◆ **Brief 1**
Please translate this sentence from the SEDAP text below into Spanish: "SEDAP Research Papers are available on the SEDAP website at no cost."

## START Document passage

Social and Economic Dimensions of an Aging Population


Vol. 4 No. 1

Spring 2002

SEDAP (Social and Economic Dimensions of an Aging Population) is a multidisciplinary research program studying a wide range of aging-related issues and is funded by the Social Sciences and Humanities Research Council of Canada. SEDAP is centred at McMaster University and involves researchers from that institution as well as from the University of British Columbia, Université de Montréal, Queen's and the University of Toronto.


I. SEDAP Research Papers

SEDAP Research Papers are available on the SEDAP website at no cost. Paper copies may be obtained for a nominal charge. Please contact Mrs. Gail Kalika, Department of Economics, KTH-426, McMaster University, Hamilton, Ont., Canada, L8S 4M4.

Brief descriptions follow of the most recently released papers in the SEDAP series.

SEDAP Research Paper No. 65:

The Retirement Incentive Effects of Canada's Income Security Programs

Michael Baker (Department of Economics, University of Toronto), Jonathan Gruber (Department of Economics, MIT) and Kevin Milligan (Department of Economics, University of British Columbia)

Canada's federal income security programs for seniors consist of the Canada/Quebec Pension Plans, the Old Age Security pension, and the Guaranteed Income Supplement and Allowance. In this paper, the authors attempt to estimate the labour market effects of these programs.

The authors use the Longitudinal Worker File (LWF) developed by the Business and Labour Market Analysis Division (BLMA) of Statistics Canada. It is a 10 percent random sample of Canadian workers for 1978-1996 and contains information from three administrative files. The T-4 file from the Canada Customs and Revenue Agency contains earnings data from T-4 tax forms issued annually by employers. The Record of Employment file of Human Resources Development Canada contains information issued by employers on earnings interruptions of employees. BLMA's Longitudinal Employment Analysis Program file provides information on the company size and 3-digit industry of the jobs in which the employees work.

## END Document passage
## START Recorded data

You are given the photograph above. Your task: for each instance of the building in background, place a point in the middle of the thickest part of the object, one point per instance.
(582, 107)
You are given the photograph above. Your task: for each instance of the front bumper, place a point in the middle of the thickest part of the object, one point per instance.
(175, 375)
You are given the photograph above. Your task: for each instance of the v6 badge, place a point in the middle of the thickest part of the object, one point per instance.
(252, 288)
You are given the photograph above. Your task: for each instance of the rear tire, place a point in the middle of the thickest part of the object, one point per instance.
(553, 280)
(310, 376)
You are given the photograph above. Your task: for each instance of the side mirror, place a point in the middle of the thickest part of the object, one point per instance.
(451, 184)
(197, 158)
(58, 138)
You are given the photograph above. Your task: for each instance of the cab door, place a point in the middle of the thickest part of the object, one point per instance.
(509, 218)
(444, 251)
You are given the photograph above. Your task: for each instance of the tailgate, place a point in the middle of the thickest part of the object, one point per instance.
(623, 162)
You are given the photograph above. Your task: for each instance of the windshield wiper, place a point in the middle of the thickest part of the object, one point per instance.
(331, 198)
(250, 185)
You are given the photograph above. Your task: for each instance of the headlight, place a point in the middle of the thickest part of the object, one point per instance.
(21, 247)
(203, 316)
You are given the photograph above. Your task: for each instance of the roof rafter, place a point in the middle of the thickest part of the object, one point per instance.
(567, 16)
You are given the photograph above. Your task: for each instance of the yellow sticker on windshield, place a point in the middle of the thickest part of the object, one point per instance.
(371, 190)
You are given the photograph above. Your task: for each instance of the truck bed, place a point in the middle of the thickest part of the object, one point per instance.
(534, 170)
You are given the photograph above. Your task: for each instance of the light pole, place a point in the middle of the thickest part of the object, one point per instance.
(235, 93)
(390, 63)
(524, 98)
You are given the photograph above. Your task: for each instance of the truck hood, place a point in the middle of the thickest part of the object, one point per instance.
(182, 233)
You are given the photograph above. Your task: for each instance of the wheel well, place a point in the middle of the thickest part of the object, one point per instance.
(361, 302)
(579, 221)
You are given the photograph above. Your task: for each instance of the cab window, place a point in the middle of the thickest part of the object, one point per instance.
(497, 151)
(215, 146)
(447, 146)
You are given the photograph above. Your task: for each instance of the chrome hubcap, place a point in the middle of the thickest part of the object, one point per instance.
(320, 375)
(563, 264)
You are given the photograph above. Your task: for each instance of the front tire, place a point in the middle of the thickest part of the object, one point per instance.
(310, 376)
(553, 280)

## END Recorded data

◆ **Brief 2**
Report how many lines of the records above contain the string "front", treating case as significant. Give only the number.

◆ **Written solution 1**
Los SEDAP Research Papers están disponibles de forma gratuita en el sitio web de SEDAP.

◆ **Written solution 2**
2